━━━ Extract to read ━━━

# Please give me advice passenger gave me two 1 star ratings on the same trip.



## Kevin3981 (Feb 8, 2020)

Hello, I just started ubering last week. I have 30. Five star ratings I was on my way to getting premium SUV rides. I'm still a little unfamiliar with the setup.
So I pick up the customer and within two minutes. I'm looking at the navigation and I accidentally end the ride. She gets upset. She calls up Uber and starts another ride. I accept it and Continue to take her to her. destination. I apologized. I heard her complaining on the phone with Uber. They refunded her for the 1st 5 minutes of the trip. When you using Uber navigation I notice if u touch the screen the wrong way It's possible to accidentally end the trip. I already have five stars on the two trips.

Tonight I noticed my rating dropped to 4.6. And I know have two 1 star ratings. She was very upset and slam the door. So I'm positive. This was the customer that left the negative feedback. I called up Uber and ask them to at least just let her leave one negative feedback. I got hit with a double whammy. Why can a customer negatively impact your rating For an accident that was an honest mistake and uber doesn't care at all they just say to get more trips..

This killed my average and now I cant accept premium calls

Ouuch


----------



## MadTownUberD (Mar 11, 2017)

Don't worry. If you are new, you're in a Grace period and Uber will give you time to turn your rating around. Just don't make that mistake again.


----------



## JaxUberLyft (Jan 9, 2019)

Advice - thicken your skin or give up on this gig.

This too shall pass.


----------



## Trafficat (Dec 19, 2016)

If she was upset after accidentally ending the ride I would tell her she needs to book a new driver to avoid being double rated.

That, or I would take her for free to her destination.


----------



## Mista T (Aug 16, 2017)

JaxUberLyft said:


> Advice - thicken your skin or give up on this gig.
> 
> This too shall pass.


What Jax said.

Suck it up, buttercup.

Uber is a POS company with zero ethics. Consider yourself lucky that you found out this early in your driving days.


----------



## Defensive Driver (Aug 27, 2019)

JaxUberLyft said:


> Advice - thicken your skin or give up on this gig.
> 
> This too shall pass.


Make sure you kick their a*s out if they cross the line. Leave them stranded on that curb and rate them 1 Star.

Uber exposed me to a whole new world that I never thought existed. I'm only in my 20s. I had to mature up fast. I much rather drive Taxi. l I'm seriously considering full-time Taxi.


----------



## Eddie Dingle (Sep 23, 2019)

use ggogle maps or waze, the app nav is crap. also it means the nav app will be on top, so you cant accidentally mess with the uber app. Don't worry about the rating, it'll come back up pretty quickly.


----------



## Darrell Green Fan (Feb 9, 2016)

Didn't sound like a navigation problem, OP is new and unfamiliar with the app. But yeah go into the app and change the navigation, I use GoogleMaps as WAZE has too many popups and other crap that blocks the map. Hit the pic on the app, then Account-App Settings-Navigation.

Stuff like this happened to all of us when we were new. Don't sweat it as well as the rating. With only 50 rides those 2 one stars obviously have a big effect. Keep driving, get more 5 stars which will happen providing you don't have a dirty car, drive too fast or miss too many turns, and your rating will improve instantly. .


----------

━━━

### [Exercise tasks]
1 > In the rideshare thread, what did the new driver's rating drop to?
2 > Copy everything in the rideshare thread from "Hello, I just" down to "with the setup.", word for word.
The items after this point are separate from the rideshare thread.

━━━ Given data ━━━

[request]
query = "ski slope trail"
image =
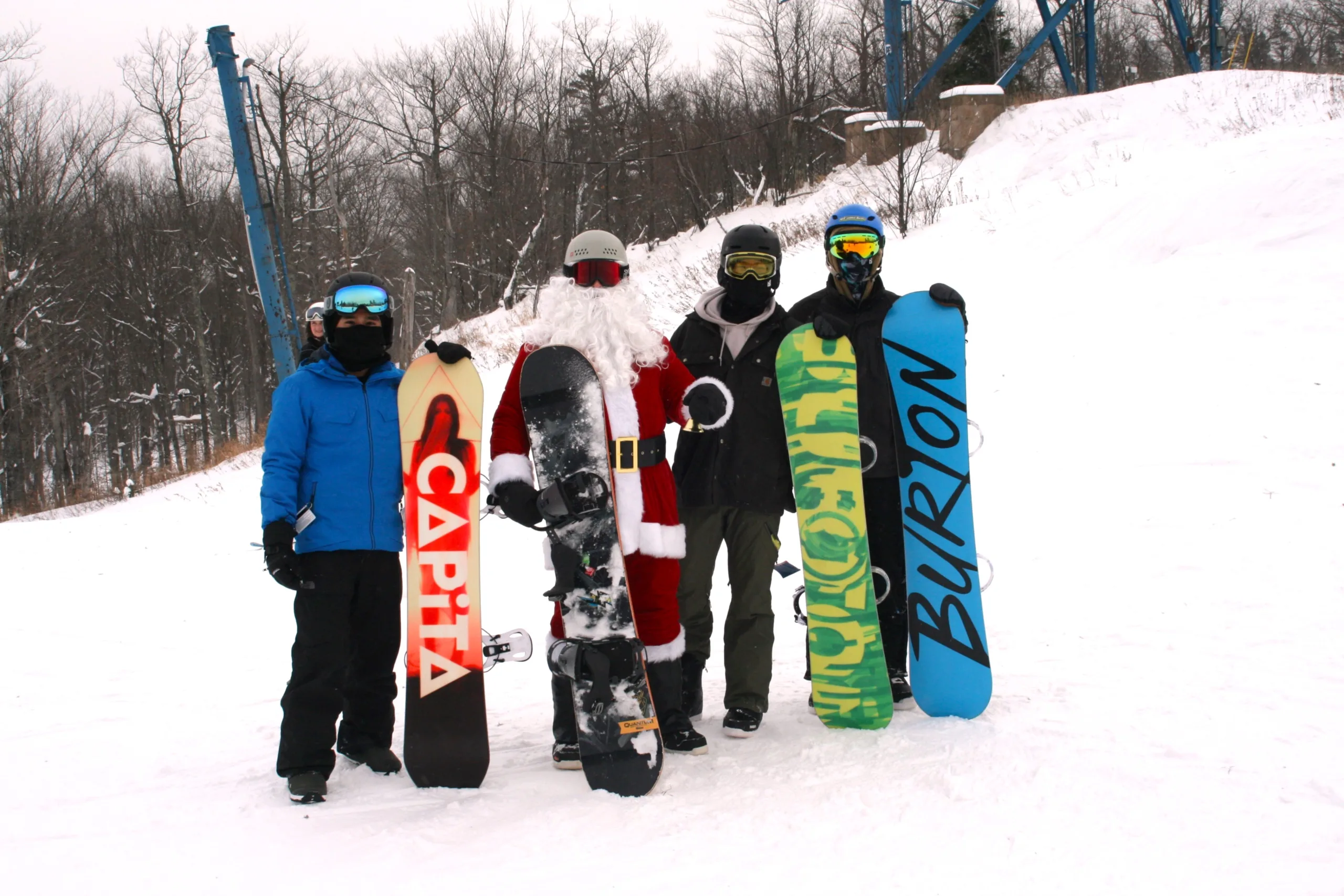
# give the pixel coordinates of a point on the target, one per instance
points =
(1153, 279)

━━━

### [Task solutions]
1 > It dropped to 4.6.

2 >
Hello, I just started ubering last week. I have 30. Five star ratings I was on my way to getting premium SUV rides. I'm still a little unfamiliar with the setup.